# Task to complete
Extract each of the lines below verbatim, omitting the pictures.

══════

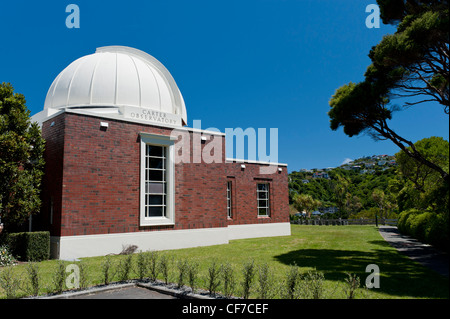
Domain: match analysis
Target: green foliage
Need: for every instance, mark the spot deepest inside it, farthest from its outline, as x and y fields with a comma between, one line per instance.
x=21, y=159
x=350, y=191
x=248, y=274
x=9, y=281
x=107, y=268
x=228, y=279
x=412, y=64
x=428, y=227
x=34, y=279
x=213, y=277
x=28, y=246
x=6, y=258
x=59, y=276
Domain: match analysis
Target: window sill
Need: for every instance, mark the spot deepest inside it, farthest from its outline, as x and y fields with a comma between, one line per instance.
x=156, y=221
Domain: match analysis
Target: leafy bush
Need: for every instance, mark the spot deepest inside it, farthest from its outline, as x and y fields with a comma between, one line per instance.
x=248, y=273
x=34, y=246
x=428, y=227
x=34, y=279
x=229, y=281
x=420, y=224
x=10, y=282
x=107, y=267
x=124, y=267
x=193, y=270
x=404, y=222
x=213, y=277
x=6, y=258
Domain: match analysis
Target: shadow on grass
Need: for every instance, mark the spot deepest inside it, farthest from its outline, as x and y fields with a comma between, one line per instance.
x=399, y=276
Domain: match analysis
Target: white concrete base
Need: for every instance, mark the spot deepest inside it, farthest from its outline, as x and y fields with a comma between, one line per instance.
x=258, y=230
x=73, y=247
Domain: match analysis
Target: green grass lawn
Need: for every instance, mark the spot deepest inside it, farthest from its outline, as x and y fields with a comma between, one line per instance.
x=332, y=250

══════

# Exercise answer
Domain: match analysis
Target: green foliage
Need: for every instance, mark the spot deepest inside it, farthest from its outline, as x and y fields with a comma between, one line per instance.
x=21, y=159
x=350, y=191
x=248, y=274
x=9, y=281
x=107, y=268
x=228, y=279
x=412, y=64
x=428, y=227
x=34, y=279
x=213, y=277
x=28, y=246
x=6, y=258
x=59, y=276
Domain: match analysis
Target: window sill
Need: for every instance, mark the spot deepest inside it, farthest from its outline, as x and y fields with a comma between, one line per instance.
x=156, y=221
Domain: match analysis
Target: leafy bush
Need: for every instance, mark the spot deepest inside it, farthest from its outline, as x and y fields with a comma between, one line per instance.
x=248, y=273
x=34, y=246
x=428, y=227
x=34, y=279
x=229, y=281
x=420, y=224
x=10, y=282
x=107, y=267
x=124, y=267
x=193, y=270
x=404, y=222
x=213, y=277
x=6, y=258
Domain: match analysis
Target: shadow on grass
Need: for every instance, mark the spot deepest inside it, farthest from its outline, as x and y fields with a comma between, one line per instance.
x=399, y=276
Domain: match analysis
Target: white concrete base
Need: for every instance, mark the spot deepest inside it, farthest from its outline, as x and y fields with a comma between, one line per instance.
x=258, y=230
x=73, y=247
Domain: match analysis
Target: green grass lawn
Need: for every instance, mark the spot deepest inside it, farthest from its outline, as x and y fields with a comma between, one line per instance.
x=332, y=250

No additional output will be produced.